BEGIN
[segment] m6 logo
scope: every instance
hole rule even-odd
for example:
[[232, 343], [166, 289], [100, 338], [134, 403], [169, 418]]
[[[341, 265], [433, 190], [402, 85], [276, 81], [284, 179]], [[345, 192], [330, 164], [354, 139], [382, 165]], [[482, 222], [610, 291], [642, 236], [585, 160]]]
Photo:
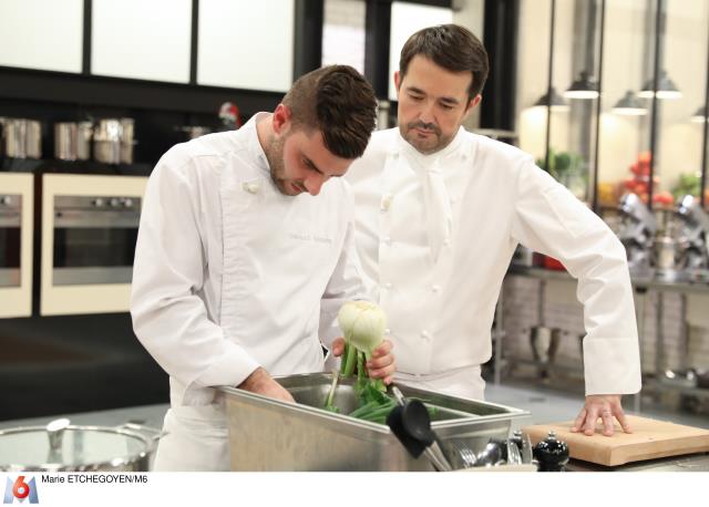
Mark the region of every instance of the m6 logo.
[[32, 477], [29, 483], [24, 482], [24, 476], [20, 475], [14, 480], [10, 480], [8, 477], [8, 482], [4, 488], [4, 497], [2, 499], [3, 504], [12, 504], [14, 500], [23, 503], [29, 499], [30, 504], [39, 504], [39, 496], [37, 495], [37, 483], [34, 477]]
END
Reproduce the rows word for word, from the very first line of the rows through the line containing "[[232, 343], [166, 289], [100, 338], [134, 403], [169, 418]]", including both ends.

• [Task solution]
[segment] m6 logo
scope: every instance
hole rule even-odd
for example:
[[232, 343], [166, 289], [100, 338], [134, 403], [169, 418]]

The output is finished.